• EXERCISE DESCRIPTION:
Reproduce, with no changes, the line that contains "Phrase: car headlight" and all the lines that come after it in the records.

• DATASET ENTRIES:
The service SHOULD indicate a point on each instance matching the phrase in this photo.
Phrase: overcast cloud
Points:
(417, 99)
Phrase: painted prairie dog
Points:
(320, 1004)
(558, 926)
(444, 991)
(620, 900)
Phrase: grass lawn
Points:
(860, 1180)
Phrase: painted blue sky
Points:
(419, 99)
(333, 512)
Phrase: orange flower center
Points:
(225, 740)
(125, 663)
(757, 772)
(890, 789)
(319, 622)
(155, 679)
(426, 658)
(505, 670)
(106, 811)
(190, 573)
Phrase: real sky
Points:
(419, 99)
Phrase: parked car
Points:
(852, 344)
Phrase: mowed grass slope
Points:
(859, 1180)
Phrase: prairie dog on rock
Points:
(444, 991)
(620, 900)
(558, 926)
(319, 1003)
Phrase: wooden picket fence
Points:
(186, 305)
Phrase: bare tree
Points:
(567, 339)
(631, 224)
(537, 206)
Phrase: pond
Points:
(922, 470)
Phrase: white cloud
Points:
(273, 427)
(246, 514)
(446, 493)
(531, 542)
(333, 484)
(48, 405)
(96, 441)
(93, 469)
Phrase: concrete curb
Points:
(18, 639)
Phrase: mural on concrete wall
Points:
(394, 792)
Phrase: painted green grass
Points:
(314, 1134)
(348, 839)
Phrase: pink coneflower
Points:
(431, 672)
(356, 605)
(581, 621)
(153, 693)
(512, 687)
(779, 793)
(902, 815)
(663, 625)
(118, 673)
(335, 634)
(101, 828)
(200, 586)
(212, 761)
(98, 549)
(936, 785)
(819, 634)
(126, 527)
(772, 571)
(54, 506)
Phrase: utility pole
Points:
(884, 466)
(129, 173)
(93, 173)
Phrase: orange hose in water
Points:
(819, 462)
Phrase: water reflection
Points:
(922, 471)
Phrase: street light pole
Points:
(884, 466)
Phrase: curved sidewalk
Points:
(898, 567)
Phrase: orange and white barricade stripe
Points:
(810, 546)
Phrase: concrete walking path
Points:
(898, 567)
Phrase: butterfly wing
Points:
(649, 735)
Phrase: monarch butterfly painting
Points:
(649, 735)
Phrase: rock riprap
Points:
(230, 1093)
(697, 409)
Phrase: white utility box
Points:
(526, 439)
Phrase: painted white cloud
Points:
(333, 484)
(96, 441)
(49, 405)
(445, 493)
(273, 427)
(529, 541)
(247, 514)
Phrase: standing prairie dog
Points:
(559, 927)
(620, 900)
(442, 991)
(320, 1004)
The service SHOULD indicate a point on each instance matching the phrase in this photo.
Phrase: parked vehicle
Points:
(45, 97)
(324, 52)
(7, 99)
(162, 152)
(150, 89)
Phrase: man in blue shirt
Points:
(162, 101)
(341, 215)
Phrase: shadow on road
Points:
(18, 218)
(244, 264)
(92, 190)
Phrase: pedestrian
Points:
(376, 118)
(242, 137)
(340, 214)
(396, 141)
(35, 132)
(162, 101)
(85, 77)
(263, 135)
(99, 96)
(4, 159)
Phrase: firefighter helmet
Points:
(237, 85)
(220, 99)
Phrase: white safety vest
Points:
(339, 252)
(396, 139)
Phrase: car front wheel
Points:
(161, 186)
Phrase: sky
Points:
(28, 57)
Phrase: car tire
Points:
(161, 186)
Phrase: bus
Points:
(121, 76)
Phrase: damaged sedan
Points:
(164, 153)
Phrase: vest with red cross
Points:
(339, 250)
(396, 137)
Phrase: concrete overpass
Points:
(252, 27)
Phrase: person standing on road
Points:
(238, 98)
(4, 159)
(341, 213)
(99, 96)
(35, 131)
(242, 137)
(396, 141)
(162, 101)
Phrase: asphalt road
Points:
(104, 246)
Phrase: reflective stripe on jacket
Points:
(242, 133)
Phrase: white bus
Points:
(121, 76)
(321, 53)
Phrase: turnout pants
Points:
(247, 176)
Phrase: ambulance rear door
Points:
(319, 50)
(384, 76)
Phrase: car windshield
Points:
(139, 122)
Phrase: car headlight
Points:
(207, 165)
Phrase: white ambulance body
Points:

• REPLY:
Phrase: car headlight
Points:
(207, 165)
Phrase: white ambulance body
Points:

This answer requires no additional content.